- [Reading passage]
You can absolutely use node attributes to drive your recipe... same
way you would use core Chef resource.
Your example would look more like this...
node['httpd']['services'].each do |service_name, val1, val2|
httpd_service service_name do
listen_ports val1
run_user val2
end
end
-s
On Mon, Aug 25, 2014 at 11:22 AM, Bráulio Bhavamitra
< "> > wrote:
> But why left node values forgotten? LWRP can be used with node values, for
> example:
>
> node[:httpd][:services].each do |service|
> httpd_service do
> service.each{ |key, value| send key, value }
> end
> end
>
> Also, the provider could have a way to specify how node attributes should
> fill LWRP
>
> cheers,
> bráulio
>
>
> On Sat, Aug 23, 2014 at 1:04 AM, Lamont Granquist < "> >
> wrote:
>>
>>
>> Yep, agreed with all of that. There's the detail of why shareable recipes
>> have failed, though, and have been replaced by LWRPs. The more involved
>> members of the community have all come to that realization, but its come
>> at the
>> cost of years of fighting with it. I don't think the failures have been
>> enumerated
>> clearly so that others understand it.

Segmentation dataset excerpts:
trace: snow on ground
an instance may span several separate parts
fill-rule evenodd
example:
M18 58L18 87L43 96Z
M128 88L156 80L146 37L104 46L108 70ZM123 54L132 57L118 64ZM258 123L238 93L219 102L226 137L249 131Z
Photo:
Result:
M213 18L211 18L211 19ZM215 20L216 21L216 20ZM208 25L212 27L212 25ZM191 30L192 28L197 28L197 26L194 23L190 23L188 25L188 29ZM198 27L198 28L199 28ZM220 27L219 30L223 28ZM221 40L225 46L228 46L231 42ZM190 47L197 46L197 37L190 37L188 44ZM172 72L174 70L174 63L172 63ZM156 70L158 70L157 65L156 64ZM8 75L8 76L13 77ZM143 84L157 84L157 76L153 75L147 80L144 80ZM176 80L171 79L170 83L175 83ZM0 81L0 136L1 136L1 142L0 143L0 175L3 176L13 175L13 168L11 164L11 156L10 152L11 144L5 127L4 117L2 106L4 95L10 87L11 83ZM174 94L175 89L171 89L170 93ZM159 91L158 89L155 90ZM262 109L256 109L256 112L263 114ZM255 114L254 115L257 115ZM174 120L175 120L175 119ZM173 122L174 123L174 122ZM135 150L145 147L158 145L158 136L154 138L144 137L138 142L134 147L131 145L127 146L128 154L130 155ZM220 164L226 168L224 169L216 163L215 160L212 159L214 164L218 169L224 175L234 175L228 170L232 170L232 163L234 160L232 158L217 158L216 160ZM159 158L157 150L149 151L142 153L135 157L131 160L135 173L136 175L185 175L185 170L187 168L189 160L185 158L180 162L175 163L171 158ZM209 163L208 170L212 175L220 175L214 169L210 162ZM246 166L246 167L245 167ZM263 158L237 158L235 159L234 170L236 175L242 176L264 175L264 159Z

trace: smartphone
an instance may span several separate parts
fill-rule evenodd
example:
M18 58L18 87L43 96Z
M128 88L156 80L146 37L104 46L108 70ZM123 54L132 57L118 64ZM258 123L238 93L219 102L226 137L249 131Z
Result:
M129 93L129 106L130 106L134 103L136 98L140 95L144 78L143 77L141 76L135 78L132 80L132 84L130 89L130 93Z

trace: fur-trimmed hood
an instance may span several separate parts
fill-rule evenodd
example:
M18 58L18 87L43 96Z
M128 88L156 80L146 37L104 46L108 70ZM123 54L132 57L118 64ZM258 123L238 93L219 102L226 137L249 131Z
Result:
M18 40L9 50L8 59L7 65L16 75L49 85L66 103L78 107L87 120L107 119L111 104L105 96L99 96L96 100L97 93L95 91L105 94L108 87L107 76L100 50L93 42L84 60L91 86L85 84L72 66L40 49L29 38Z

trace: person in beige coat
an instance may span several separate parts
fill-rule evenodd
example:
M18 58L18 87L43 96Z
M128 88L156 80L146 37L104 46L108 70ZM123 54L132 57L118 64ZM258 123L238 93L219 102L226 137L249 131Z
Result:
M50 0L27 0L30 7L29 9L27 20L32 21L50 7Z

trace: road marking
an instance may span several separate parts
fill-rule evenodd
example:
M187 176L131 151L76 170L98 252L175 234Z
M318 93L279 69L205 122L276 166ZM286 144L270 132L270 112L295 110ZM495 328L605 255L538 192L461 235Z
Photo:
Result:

- [Task instructions]
(a) In the email thread about Chef recipes, why does the writer who agrees with everything say that others do not understand why shareable recipes failed?
(b) Rewrite the records starting at the line that contains "trace: road marking" and ending with the last line of the records, putting "nonzero" in place of "evenodd" and leaving everything else unchanged.

- [Solutions by task]
(a) The writer says the failures have not been enumerated clearly. The more involved community members reached that realization only after years of fighting with it, but it was never laid out in a way others could understand.

(b)
trace: road marking
an instance may span several separate parts
fill-rule nonzero
example:
M187 176L131 151L76 170L98 252L175 234Z
M318 93L279 69L205 122L276 166ZM286 144L270 132L270 112L295 110ZM495 328L605 255L538 192L461 235Z
Photo:
Result:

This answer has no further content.